What is asked:
Take the line that contains "[indicate] grey cloud" as the first and the last line of the material as the final one; set down exactly the lines in that span.

Pointing and labeling entries:

::::::::

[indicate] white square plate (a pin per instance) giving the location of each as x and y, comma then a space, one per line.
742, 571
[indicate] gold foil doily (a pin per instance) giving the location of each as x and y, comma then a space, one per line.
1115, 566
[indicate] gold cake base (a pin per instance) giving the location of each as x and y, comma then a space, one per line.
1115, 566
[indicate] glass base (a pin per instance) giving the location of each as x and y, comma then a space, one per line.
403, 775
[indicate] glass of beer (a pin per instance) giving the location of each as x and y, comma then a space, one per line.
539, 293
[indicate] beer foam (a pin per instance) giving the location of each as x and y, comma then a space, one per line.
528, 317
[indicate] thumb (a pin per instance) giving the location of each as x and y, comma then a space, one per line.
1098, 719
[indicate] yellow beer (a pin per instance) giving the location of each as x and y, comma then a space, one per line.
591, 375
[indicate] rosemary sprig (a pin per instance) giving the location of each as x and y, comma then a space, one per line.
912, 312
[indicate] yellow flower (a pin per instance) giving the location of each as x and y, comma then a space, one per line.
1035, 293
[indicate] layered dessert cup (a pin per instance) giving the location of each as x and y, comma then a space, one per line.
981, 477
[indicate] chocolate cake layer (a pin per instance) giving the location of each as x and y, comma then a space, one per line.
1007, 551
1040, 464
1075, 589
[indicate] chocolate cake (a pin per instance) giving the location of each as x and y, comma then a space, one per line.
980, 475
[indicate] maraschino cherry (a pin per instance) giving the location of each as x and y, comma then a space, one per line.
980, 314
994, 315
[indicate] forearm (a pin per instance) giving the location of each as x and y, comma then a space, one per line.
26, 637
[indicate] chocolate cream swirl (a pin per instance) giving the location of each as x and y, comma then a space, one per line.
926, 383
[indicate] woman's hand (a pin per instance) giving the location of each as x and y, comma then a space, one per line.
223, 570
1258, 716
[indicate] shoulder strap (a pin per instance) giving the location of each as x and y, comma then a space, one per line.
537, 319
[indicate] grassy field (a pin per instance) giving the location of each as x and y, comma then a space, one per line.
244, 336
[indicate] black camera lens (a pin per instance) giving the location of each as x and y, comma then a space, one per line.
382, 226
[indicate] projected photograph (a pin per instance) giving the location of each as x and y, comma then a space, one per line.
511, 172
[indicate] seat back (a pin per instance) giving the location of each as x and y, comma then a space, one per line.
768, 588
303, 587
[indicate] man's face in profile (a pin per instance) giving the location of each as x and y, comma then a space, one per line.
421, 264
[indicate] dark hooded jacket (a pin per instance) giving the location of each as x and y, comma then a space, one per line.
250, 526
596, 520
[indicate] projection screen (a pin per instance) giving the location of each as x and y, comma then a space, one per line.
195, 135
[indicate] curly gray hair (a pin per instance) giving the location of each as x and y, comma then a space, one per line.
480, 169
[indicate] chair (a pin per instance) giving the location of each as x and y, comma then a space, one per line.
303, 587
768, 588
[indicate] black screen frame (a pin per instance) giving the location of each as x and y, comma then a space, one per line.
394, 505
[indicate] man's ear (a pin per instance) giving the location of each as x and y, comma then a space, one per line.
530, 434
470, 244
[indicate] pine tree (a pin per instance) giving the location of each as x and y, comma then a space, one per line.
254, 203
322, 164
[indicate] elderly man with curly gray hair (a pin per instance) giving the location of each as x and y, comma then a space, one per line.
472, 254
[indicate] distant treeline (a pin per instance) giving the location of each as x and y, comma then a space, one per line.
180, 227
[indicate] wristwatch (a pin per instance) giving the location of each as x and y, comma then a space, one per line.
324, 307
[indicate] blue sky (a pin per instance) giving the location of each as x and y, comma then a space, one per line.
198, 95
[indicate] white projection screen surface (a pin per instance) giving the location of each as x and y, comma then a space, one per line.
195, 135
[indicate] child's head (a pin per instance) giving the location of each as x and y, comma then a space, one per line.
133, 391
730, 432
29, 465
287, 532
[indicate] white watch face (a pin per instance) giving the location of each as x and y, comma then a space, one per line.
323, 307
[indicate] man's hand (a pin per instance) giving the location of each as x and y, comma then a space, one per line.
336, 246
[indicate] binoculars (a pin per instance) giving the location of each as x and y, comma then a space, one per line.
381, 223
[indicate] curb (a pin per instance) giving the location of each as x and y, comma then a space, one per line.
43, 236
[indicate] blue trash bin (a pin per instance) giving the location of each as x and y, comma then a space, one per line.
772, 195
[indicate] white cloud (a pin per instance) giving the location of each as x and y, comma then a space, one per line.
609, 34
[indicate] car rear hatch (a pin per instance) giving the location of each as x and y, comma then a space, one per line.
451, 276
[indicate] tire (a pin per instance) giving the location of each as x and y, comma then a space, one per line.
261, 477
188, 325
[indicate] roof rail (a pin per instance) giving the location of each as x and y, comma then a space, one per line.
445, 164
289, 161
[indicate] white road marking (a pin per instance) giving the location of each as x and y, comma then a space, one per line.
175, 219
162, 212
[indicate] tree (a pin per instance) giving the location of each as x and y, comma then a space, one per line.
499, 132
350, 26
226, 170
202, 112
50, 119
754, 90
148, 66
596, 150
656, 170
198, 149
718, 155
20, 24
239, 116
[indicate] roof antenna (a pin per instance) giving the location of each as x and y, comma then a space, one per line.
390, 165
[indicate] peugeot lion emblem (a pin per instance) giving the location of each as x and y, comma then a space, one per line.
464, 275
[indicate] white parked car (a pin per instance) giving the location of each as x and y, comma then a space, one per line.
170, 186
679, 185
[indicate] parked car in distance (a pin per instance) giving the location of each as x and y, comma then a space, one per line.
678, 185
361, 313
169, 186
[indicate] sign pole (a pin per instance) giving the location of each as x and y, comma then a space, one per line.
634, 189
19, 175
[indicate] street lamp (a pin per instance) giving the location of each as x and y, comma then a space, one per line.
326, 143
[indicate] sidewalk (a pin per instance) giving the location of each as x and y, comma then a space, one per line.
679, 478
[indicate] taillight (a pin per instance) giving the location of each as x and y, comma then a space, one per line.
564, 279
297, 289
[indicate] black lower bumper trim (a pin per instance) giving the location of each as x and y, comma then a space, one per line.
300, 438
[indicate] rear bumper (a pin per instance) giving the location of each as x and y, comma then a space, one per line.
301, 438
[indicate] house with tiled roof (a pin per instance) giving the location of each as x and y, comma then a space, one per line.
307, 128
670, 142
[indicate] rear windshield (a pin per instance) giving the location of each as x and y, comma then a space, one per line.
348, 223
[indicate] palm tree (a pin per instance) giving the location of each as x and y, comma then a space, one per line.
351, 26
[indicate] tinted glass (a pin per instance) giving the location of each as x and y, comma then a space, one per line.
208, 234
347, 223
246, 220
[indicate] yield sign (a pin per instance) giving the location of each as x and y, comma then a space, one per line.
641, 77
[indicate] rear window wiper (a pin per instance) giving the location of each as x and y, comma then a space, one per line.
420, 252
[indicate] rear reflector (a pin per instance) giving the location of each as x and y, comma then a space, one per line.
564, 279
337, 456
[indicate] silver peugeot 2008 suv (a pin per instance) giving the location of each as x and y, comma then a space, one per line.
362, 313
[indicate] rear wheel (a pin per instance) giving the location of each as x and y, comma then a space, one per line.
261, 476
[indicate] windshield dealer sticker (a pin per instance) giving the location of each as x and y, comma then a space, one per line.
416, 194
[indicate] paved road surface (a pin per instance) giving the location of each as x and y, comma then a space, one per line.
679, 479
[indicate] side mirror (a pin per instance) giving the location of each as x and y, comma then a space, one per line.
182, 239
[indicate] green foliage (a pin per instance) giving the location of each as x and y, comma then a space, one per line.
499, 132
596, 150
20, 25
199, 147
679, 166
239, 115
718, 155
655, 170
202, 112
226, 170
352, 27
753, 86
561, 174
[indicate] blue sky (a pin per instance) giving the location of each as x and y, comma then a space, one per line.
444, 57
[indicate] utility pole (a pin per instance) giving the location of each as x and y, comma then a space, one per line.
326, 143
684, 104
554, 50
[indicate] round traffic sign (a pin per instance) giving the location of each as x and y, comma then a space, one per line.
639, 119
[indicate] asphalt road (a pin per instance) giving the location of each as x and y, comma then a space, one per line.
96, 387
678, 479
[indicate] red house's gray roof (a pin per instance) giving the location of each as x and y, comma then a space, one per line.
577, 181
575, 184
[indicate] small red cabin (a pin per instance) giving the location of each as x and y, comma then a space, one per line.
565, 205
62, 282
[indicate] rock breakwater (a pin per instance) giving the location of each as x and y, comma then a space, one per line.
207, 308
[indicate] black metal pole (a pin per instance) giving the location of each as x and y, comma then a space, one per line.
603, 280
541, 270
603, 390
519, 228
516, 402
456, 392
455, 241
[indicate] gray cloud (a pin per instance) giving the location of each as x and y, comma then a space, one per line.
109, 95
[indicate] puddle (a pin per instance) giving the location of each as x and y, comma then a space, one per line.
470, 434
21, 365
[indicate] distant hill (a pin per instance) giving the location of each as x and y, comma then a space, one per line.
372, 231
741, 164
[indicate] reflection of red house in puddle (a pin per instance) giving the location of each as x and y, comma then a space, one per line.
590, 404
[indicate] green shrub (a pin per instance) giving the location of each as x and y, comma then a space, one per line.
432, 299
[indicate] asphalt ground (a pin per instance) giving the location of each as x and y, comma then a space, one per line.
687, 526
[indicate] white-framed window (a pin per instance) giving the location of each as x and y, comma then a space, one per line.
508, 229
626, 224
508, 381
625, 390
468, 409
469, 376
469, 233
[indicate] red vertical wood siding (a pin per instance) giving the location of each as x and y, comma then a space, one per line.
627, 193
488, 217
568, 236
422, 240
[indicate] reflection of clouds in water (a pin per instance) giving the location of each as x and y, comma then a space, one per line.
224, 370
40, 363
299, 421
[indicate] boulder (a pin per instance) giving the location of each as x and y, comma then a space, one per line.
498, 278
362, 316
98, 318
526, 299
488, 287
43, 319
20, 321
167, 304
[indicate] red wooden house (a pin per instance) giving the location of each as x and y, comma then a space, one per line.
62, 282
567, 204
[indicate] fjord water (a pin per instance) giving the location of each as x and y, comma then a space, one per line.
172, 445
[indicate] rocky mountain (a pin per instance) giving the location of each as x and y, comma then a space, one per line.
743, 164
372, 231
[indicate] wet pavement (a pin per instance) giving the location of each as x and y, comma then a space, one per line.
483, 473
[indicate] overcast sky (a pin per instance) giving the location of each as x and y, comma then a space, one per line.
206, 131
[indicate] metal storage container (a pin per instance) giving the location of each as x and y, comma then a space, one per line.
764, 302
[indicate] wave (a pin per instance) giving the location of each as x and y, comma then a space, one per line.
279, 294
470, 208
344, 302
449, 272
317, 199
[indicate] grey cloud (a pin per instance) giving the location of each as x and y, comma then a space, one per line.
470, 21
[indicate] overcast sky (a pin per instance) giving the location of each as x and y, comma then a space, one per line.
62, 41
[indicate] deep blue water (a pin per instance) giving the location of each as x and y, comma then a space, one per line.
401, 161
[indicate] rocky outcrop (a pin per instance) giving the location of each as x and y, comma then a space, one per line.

::::::::

Problem solution:
[indicate] grey cloud (a pin per instance) giving the location of each as x and y, comma then a space, one per line.
470, 21
[indicate] overcast sky (a pin per instance) giving the location of each as x and y, comma then a space, one per line.
62, 41
[indicate] deep blue water (a pin per instance) giving the location of each as x and y, comma then a space, one per line.
401, 161
[indicate] rocky outcrop (a pin per instance) giving the location of each as x and y, comma then a space, one per line.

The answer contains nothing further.